# EXERCISE DIRECTIONS:
The result should be all the records, exact and complete, without a single picture.

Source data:
= Beginning of Section =
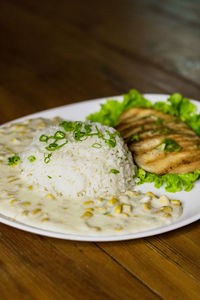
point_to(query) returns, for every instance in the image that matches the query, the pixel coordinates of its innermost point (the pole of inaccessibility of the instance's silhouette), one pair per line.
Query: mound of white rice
(88, 167)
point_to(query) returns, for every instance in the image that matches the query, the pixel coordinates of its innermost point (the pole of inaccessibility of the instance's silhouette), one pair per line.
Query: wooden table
(58, 52)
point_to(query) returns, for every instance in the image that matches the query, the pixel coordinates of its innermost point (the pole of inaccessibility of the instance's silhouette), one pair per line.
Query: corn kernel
(112, 201)
(89, 209)
(41, 125)
(95, 228)
(118, 209)
(88, 202)
(118, 228)
(164, 200)
(130, 193)
(99, 208)
(50, 196)
(87, 214)
(9, 149)
(13, 180)
(151, 194)
(13, 201)
(166, 209)
(56, 119)
(147, 206)
(167, 215)
(125, 214)
(126, 208)
(110, 215)
(176, 202)
(25, 213)
(45, 219)
(26, 203)
(36, 211)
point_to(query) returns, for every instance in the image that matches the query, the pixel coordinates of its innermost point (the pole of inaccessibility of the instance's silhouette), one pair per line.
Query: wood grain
(54, 53)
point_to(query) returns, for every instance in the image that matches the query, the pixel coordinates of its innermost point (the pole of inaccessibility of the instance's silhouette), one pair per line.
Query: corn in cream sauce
(129, 212)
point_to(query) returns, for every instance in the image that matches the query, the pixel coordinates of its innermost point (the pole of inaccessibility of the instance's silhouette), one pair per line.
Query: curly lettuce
(176, 105)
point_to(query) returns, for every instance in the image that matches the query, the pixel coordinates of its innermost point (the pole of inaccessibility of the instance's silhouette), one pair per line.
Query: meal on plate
(162, 136)
(75, 177)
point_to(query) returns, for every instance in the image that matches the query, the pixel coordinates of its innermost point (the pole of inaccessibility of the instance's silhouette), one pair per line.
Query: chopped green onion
(97, 146)
(67, 125)
(59, 135)
(135, 137)
(114, 171)
(159, 121)
(47, 158)
(13, 160)
(169, 145)
(162, 130)
(198, 146)
(54, 146)
(44, 138)
(32, 158)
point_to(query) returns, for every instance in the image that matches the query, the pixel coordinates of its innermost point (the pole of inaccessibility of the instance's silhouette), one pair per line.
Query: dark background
(54, 53)
(57, 52)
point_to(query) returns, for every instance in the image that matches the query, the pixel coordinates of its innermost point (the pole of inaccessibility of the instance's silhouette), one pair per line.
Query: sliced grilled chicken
(160, 143)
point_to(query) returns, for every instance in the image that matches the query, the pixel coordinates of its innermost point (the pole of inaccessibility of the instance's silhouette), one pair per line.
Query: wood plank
(35, 267)
(169, 272)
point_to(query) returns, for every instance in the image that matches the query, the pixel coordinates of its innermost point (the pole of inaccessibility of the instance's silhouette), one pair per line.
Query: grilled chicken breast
(160, 143)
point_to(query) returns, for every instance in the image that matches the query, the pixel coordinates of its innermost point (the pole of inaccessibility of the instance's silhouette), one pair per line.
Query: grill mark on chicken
(147, 151)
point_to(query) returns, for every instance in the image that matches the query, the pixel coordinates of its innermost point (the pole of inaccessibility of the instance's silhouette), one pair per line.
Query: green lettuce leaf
(173, 182)
(175, 105)
(111, 110)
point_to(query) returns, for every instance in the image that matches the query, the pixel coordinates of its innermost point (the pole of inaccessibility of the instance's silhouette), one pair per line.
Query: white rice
(79, 169)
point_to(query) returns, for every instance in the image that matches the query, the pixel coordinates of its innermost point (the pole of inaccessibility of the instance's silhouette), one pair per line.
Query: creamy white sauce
(129, 212)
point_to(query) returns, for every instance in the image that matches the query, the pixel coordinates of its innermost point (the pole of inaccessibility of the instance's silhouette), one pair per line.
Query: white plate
(190, 200)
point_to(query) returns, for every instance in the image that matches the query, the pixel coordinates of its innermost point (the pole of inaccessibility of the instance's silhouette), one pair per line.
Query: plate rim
= End of Section =
# RESULT FOR THIS TASK:
point_to(query) returns, for every instance in the image that matches the query, the pixel coordinates of its innermost point (the pole of inaccessibility of the instance's silhouette), one pair per line.
Query: mound of white rice
(88, 167)
point_to(query) returns, for every instance in the image that matches the query, the pixel coordinates of its innermost point (the pole of inaccessibility of the instance's silhouette), one pair per line.
Query: wooden table
(58, 52)
point_to(query) returns, for every instance in the image that matches the query, the pixel coordinates of its innermost point (the pole of inaccessibility of the instance's silhouette), one pair per line.
Query: corn kernel
(112, 201)
(89, 209)
(41, 125)
(95, 228)
(118, 209)
(88, 202)
(118, 228)
(164, 200)
(130, 193)
(99, 208)
(50, 196)
(87, 214)
(9, 149)
(13, 180)
(151, 194)
(13, 201)
(166, 209)
(56, 119)
(147, 206)
(167, 215)
(125, 214)
(126, 208)
(110, 215)
(176, 202)
(25, 213)
(45, 219)
(26, 203)
(36, 211)
point_to(query) returns, for every instance in the image that matches the query, the pixel coordinates of its innermost point (the pole of inaccessibility of the instance's silhouette), one pair per line.
Query: wood grain
(54, 53)
point_to(query) returns, for every instance in the image that matches the query, the pixel coordinates of its innermost point (the pole of inaccessibility of the instance's silhouette), one pair per line.
Query: corn in cream sauce
(129, 212)
point_to(query) returns, for every instance in the image that matches the query, the pixel coordinates of its innermost point (the pole of inaccessibility of the instance's silhouette), one pair per line.
Query: curly lettuce
(176, 105)
point_to(query) returns, for every instance in the image that matches the query, the pixel coordinates of its innermost point (the pole of inaccessibility of the instance's silhouette), one pair per line.
Query: meal on plate
(162, 136)
(75, 177)
point_to(query) returns, for every instance in the image that matches the query, the pixel coordinates of its innermost point (the pole of inaccessibility of the instance's silhouette), one pair per line.
Query: chopped green onion
(97, 146)
(67, 125)
(59, 135)
(135, 137)
(114, 171)
(159, 121)
(47, 158)
(13, 160)
(169, 145)
(162, 130)
(198, 146)
(54, 146)
(44, 138)
(32, 158)
point_to(query) returns, for every instance in the image that matches the query, the pixel coordinates of its innermost point (the pole of inaccessibility of the instance's silhouette), one pair per line.
Query: dark background
(54, 53)
(57, 52)
point_to(query) returns, for every instance in the image that matches the query, the pixel coordinates of its innermost point (the pole of inaccessibility of the instance's silhouette), one pair per line.
Query: sliced grilled chicken
(160, 143)
point_to(query) returns, for every instance in the image that matches the query, the pixel coordinates of its innermost point (the pole of inaccessibility of the instance's silhouette), one pair per line.
Query: wood plank
(35, 267)
(169, 272)
point_to(query) returns, for every instance in the image that matches the query, the pixel coordinates of its innermost point (the pole of inaccessibility of the instance's silhouette), one pair per line.
Query: grilled chicken breast
(160, 143)
point_to(query) returns, for every instance in the image that matches the query, the pixel coordinates of its innermost point (the pole of inaccessibility of the instance's silhouette), one pair per line.
Query: grill mark on chicken
(147, 151)
point_to(query) returns, for every instance in the image that matches the query, the pixel coordinates of its innermost point (the pole of inaccessibility of the instance's silhouette), one pair per line.
Query: green lettuce leaf
(173, 182)
(175, 105)
(111, 110)
point_to(query) returns, for every instance in the image that matches the query, the pixel coordinates of its innermost point (the pole of inaccessibility of the instance's silhouette), one pair per line.
Query: white rice
(79, 169)
point_to(query) returns, for every instance in the image that matches the query, the pixel coordinates of its innermost point (the pole of inaccessibility of the instance's silhouette), one pair per line.
Query: creamy white sauce
(129, 212)
point_to(query) returns, for every instance in the image that matches the query, the pixel coordinates of its innermost point (the pole of inaccessibility of the instance's silhouette), one pair per line.
Query: white plate
(190, 200)
point_to(query) returns, for every instance in the image that matches the query, the pixel coordinates of its innermost point (the pole of inaccessibility of the instance's silhouette), one pair per line.
Query: plate rim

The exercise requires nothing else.